Required action: Would you print all of the records below exactly, without skipping any?

** Given records follows **

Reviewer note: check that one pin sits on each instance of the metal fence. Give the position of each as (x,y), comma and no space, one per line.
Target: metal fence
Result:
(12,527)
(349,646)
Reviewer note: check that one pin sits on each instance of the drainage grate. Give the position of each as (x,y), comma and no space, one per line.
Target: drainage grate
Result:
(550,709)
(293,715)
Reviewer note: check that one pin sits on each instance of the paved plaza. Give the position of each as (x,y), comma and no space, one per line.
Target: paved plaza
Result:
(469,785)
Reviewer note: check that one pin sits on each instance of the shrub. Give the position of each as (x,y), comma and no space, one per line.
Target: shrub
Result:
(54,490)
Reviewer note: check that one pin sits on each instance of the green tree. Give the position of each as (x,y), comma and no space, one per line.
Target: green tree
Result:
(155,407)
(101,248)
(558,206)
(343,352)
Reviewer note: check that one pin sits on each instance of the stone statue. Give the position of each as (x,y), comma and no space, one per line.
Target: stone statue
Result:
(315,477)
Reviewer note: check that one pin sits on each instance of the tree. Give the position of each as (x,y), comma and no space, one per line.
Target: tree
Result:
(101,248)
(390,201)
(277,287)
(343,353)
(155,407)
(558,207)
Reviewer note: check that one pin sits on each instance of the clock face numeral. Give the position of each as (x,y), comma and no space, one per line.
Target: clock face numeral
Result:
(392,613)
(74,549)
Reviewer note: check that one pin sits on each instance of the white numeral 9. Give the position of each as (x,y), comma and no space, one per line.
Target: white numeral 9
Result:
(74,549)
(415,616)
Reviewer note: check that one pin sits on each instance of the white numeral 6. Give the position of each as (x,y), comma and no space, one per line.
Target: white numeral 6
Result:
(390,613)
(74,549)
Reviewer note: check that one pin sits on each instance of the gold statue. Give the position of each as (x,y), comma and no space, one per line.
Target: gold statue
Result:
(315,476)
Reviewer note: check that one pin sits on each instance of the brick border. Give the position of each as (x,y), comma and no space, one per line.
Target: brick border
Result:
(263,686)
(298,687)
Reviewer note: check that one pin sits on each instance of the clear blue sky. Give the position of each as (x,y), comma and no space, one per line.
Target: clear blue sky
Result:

** End of Given records **

Your response:
Reviewer note: check that one pin sits on each instance of the metal fence. Give the position of each as (x,y), comma and no space, one per line.
Target: metal fence
Result:
(12,527)
(349,646)
Reviewer note: check that one pin sits on each instance of the drainage grate. Give the position of each as (x,y), comma and no space, one per line.
Target: drainage grate
Result:
(550,709)
(293,715)
Reviewer note: check that one pin sits on each instance of the paved plaza. Give the position of each as (x,y), comma and no space, one per line.
Target: paved plaza
Result:
(469,785)
Reviewer note: check that one pin sits on each instance of the shrub. Give the position of each as (x,y), comma and no space, one per line.
Target: shrub
Result:
(54,490)
Reviewer note: check that one pin sits on each instance of the green tree. Give the position of each as (x,y), comma and no space, one per line.
Target: green tree
Result:
(155,407)
(101,248)
(558,206)
(343,352)
Reviewer note: check that one pin sits on each instance of the stone statue. Give the position of each as (x,y), comma and no space, one per line.
Target: stone statue
Result:
(315,477)
Reviewer note: check that one pin sits on each instance of the tree. Give the position of each as (x,y), comma and no space, one per line.
Target: tree
Result:
(101,248)
(390,201)
(277,287)
(343,353)
(155,407)
(558,207)
Reviewer note: check that one pin sits on each instance of the clock face numeral. Give the position of each as (x,y), comma and no space, one per line.
Target: clock face numeral
Result:
(392,613)
(74,549)
Reviewer note: check that one pin sits on each instance of the white numeral 9. Give the position of each as (x,y), comma and no space, one per line.
Target: white numeral 9
Result:
(74,549)
(415,616)
Reviewer note: check that one pin sits on each instance of the white numeral 6. Give the position of each as (x,y), comma and no space, one per line.
Target: white numeral 6
Result:
(390,613)
(74,549)
Reviewer note: check that one pin sits on each instance of the gold statue. Give the position of each as (x,y), comma and no space, one per line.
Target: gold statue
Result:
(315,476)
Reviewer note: check that one pin sits on each instance of the brick border. Give the position of each as (x,y), comma and no space, one per line.
Target: brick border
Result:
(263,686)
(298,687)
Reviewer note: check that one pin sits on each instance of the clear blue sky. Give the position of each as (x,y), comma and no space, one per line.
Target: clear blue sky
Result:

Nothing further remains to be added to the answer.